Flaws make Harris Interactive's "Wingnuts" poll more distracting than informative, perhaps because it is touched by a promotional intent. The poll is driven by publication of a "new book, Wingnuts: How the Lunatic Fringe Is Hijacking America by John Avlon," which deals with people who express extreme views of President Obama.
As Gary Langer writes for ABC News:
The purpose seems to have been to see how many people the pollsters could get to agree to pejorative statements about Obama. Quite a few, it turns out – but with what I see as a highly manipulative approach to questionnaire design.
The shaky findings are nonetheless startling. Harris reports:
This Harris Poll seeks to measure how many people are involved. It finds that 40% of adults believe he is a socialist. More than 30% think he wants to take away Americans' right to own guns and that he is a Muslim. More than 25% believe he wants to turn over the sovereignty of the United States to a world government, has done many things that are unconstitutional, that he resents America's heritage, and that he does what Wall Street tells him to do.
More than 20% believe he was not born in the United States, that he is "the domestic enemy the U.S. Constitution speaks of," that he is racist and anti-American, and that he "wants to use an economic collapse or terrorist attack as an excuse to take dictatorial powers." Fully 20% think he is "doing many of the things that Hitler did," while 14% believe "he may be the anti-Christ" and 13% think "he wants the terrorists to win."
Langer, director of polling at ABC news, points to the poll's sampling issues before walking point by point from the poll's "biasing introductory phrase," through its lack of balance in choices offered respondents and other techniques which are outside the realm of best scientific polling practice.

> Activities:
1. From the post on the Harris "Wingnuts" poll, copy verbatim everything from "Flaws make Harris" down to "of President Obama.".
2. In the post on the Harris "Wingnuts" poll, what share of adults does the poll find believe Obama is a socialist?

> Information shown:

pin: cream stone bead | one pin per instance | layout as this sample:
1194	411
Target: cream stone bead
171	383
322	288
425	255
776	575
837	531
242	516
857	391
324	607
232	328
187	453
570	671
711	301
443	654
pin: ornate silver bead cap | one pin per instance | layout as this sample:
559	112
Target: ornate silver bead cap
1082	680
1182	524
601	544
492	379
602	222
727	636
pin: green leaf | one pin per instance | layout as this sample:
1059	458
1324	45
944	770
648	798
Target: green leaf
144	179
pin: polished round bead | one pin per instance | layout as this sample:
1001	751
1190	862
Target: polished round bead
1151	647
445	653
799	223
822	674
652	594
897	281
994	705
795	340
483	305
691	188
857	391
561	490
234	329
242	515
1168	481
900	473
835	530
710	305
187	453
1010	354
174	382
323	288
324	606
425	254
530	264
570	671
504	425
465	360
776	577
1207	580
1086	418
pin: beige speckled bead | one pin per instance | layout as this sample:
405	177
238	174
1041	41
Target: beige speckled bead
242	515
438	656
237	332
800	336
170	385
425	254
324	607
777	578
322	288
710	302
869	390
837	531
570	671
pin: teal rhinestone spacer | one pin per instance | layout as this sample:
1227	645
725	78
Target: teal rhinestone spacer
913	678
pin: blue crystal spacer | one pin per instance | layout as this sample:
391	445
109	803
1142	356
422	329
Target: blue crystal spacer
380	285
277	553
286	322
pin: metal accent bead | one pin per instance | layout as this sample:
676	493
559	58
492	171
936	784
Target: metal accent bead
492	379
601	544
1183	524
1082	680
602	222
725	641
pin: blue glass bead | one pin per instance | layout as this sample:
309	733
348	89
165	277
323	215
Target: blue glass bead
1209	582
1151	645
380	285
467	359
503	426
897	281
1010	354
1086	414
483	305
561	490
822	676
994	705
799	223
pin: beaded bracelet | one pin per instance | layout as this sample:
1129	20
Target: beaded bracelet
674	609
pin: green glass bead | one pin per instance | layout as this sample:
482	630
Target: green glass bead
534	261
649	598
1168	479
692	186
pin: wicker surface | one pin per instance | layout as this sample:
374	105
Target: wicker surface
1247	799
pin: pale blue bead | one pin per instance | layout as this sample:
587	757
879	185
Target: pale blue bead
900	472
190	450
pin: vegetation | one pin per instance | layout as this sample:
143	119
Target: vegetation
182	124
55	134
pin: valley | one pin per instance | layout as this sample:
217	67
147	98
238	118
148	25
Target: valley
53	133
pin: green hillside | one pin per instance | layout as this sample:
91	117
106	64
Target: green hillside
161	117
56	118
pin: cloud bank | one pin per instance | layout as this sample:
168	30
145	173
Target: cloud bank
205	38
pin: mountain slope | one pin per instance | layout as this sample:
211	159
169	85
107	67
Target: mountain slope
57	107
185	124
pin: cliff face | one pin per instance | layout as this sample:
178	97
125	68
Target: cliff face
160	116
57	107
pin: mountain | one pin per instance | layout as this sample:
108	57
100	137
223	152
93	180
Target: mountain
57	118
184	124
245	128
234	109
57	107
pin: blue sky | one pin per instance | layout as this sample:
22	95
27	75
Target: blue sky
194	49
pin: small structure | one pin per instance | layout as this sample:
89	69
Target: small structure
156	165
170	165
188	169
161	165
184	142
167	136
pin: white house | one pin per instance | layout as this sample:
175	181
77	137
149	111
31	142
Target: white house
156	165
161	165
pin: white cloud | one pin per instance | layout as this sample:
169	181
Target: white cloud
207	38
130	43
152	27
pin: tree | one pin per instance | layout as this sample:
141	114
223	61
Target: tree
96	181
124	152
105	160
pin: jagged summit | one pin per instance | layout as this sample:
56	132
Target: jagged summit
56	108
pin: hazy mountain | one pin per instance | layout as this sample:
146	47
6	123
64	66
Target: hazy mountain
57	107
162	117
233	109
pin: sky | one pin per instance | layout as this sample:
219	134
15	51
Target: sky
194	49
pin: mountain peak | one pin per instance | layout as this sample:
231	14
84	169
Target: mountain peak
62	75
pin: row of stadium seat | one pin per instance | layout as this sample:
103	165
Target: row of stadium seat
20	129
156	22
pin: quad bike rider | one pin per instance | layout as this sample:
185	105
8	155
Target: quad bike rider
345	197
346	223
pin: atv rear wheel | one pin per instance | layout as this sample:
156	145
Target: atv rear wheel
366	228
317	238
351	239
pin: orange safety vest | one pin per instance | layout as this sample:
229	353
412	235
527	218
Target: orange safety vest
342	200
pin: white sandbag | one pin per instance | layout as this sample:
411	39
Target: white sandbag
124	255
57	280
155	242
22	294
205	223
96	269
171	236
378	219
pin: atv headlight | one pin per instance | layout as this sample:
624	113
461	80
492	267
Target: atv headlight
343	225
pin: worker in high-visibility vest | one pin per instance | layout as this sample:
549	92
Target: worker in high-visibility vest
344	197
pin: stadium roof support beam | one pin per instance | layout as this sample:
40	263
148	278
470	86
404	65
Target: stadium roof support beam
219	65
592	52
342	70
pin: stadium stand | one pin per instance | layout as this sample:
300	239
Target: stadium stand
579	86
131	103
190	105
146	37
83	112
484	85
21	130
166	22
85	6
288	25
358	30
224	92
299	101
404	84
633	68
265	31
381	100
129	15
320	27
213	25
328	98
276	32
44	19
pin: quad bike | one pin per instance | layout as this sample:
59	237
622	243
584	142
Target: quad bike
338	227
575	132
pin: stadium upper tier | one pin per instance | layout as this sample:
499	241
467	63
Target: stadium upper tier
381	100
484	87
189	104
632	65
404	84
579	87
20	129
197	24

> List of answers:
1.
Flaws make Harris Interactive's "Wingnuts" poll more distracting than informative, perhaps because it is touched by a promotional intent. The poll is driven by publication of a "new book, Wingnuts: How the Lunatic Fringe Is Hijacking America by John Avlon," which deals with people who express extreme views of President Obama.

2. 40%